Aim of the task:
Return all of the data verbatim, dropping any picture.

Source material:
[Start of section]
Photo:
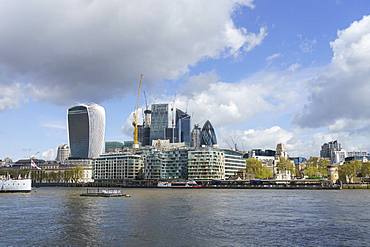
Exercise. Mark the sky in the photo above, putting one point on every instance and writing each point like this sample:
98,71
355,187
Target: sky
263,71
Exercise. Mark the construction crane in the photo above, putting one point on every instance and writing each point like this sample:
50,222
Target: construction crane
135,123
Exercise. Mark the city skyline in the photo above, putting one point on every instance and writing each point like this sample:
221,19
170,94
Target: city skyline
259,77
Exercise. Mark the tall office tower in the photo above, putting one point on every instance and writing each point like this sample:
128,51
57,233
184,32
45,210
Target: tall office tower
281,151
183,127
195,136
208,135
160,121
328,148
86,129
62,153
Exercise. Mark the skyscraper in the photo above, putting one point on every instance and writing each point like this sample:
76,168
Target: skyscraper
195,136
86,130
160,121
169,123
208,135
63,152
183,127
[End of section]
Solved problem:
Photo:
Exercise. Mark the sky in the photo above, putting one point on every instance and writing each point like this sample:
98,71
355,187
Target: sky
263,71
Exercise. Mark the construction crane in the photo above, putting one point on every instance and writing each point like this sample:
50,222
Target: construction crane
135,123
Exercise. Mark the city skyline in the photo above, putting one point on every instance and writing each point like this sample:
221,19
170,94
Target: city skyline
259,77
Exercise. Mark the tall office tower in the photo above, putting one point on every instance and writing each point like this sample:
128,51
57,233
184,32
45,210
Target: tall office tower
281,151
183,127
195,136
208,135
160,121
328,148
86,129
62,153
Exercise. Mark the skyscraper in the photo above, putting one point on every instance and writing each point like this sample:
76,168
Target: skyscraper
195,136
86,130
160,121
169,123
208,135
63,152
183,127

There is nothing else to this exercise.